- _Stated exercise_
Arrange every line of the entries below as a JSON list of strings, one string per line, skipping blank lines. Leave the pictures out.

[Items from a dataset]
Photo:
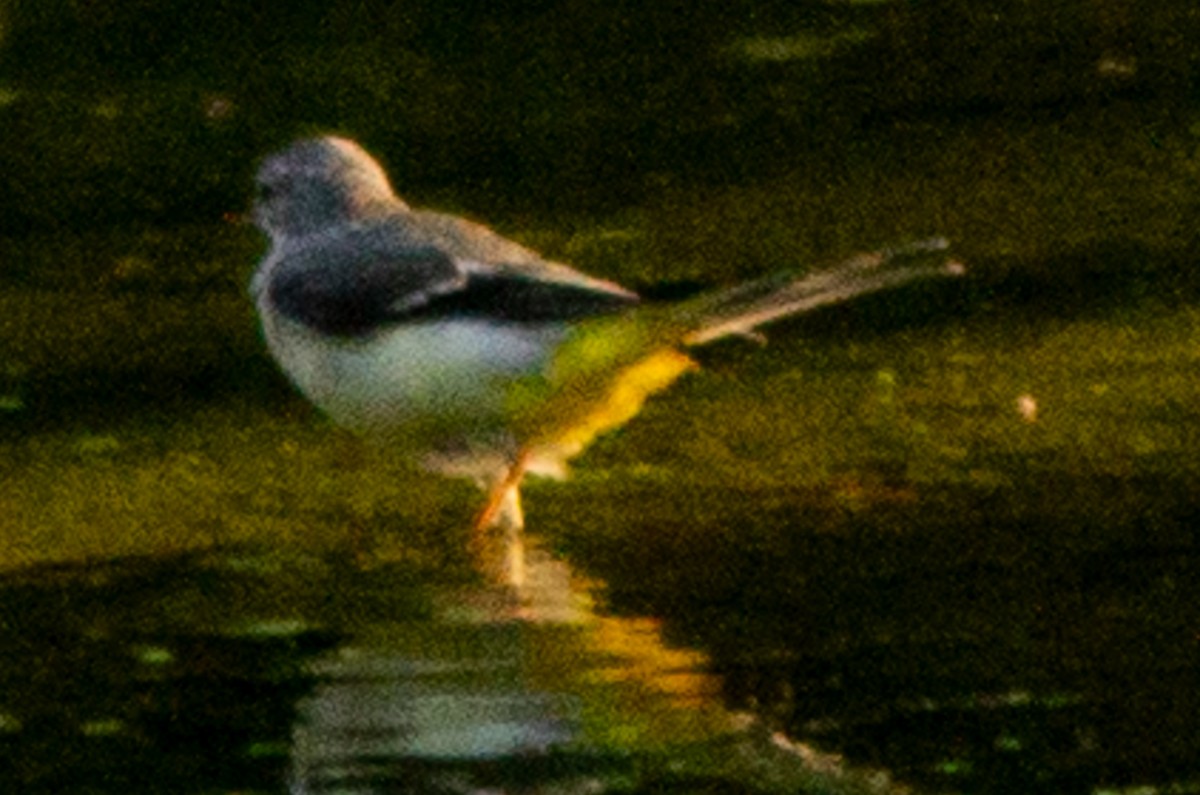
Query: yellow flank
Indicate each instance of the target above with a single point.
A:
(599, 380)
(621, 401)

- _Answer to this task_
[
  "Photo:",
  "Query: yellow flank",
  "Indicate each instance of the target above with a single point.",
  "A:",
  "(599, 380)",
  "(621, 401)"
]